→ **REQUIREMENTS**: Write out exactly the lines running from the line that includes "Where can the forehead" to the end of the data, both ends included, and nothing besides.
── DATASET ENTRIES ──
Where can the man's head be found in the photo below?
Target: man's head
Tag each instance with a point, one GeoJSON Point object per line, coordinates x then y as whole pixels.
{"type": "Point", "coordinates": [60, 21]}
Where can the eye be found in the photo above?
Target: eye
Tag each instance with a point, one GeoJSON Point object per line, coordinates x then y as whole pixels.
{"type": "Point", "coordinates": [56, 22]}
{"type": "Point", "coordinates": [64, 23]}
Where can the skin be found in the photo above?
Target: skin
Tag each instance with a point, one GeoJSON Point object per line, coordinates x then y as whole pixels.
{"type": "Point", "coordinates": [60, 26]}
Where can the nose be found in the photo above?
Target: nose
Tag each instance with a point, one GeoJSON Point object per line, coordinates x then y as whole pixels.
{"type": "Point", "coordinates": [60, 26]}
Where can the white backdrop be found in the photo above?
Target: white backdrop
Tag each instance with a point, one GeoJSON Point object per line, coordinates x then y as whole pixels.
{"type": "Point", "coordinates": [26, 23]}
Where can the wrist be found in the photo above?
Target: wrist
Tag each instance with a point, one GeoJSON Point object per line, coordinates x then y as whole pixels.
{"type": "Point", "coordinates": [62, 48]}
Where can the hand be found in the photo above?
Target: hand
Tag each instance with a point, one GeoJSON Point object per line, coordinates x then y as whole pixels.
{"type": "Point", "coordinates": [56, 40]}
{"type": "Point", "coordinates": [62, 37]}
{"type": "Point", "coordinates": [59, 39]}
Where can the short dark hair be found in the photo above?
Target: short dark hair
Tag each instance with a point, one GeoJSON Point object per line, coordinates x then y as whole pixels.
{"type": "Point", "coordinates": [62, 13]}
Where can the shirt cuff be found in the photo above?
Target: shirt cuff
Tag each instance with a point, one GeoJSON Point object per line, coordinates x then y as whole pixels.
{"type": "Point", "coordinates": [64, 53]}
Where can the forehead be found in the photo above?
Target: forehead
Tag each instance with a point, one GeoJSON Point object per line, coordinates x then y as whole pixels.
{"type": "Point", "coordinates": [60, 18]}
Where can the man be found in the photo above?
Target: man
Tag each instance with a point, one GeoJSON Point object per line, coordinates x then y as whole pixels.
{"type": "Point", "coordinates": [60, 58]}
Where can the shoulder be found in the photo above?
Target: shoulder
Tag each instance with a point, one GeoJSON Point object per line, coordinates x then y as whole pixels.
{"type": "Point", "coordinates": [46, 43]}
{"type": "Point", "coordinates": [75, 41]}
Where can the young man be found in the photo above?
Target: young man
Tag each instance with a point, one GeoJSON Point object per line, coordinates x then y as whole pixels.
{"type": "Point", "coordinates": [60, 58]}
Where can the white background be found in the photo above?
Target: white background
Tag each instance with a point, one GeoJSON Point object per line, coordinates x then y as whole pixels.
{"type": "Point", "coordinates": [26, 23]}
───
→ **RIGHT ANSWER**:
Where can the forehead be found in the photo above?
Target: forehead
Tag each instance with a point, one GeoJSON Point object per line, coordinates x then y as whole pixels.
{"type": "Point", "coordinates": [60, 18]}
Where can the man be found in the photo above?
Target: man
Tag each instance with a point, one GeoJSON Point object per line, coordinates x then y as whole pixels.
{"type": "Point", "coordinates": [60, 58]}
Where can the shoulder be found in the photo above?
Target: shoulder
Tag each instance with a point, one GeoJSON Point object per line, coordinates x then y as whole pixels.
{"type": "Point", "coordinates": [46, 43]}
{"type": "Point", "coordinates": [75, 41]}
Where can the young man be found in the photo above?
Target: young man
Tag each instance with a point, one GeoJSON Point object per line, coordinates x then y as whole pixels.
{"type": "Point", "coordinates": [60, 58]}
Where can the white background be found in the photo above?
Target: white background
Tag each instance with a point, one GeoJSON Point object per line, coordinates x then y as whole pixels.
{"type": "Point", "coordinates": [26, 23]}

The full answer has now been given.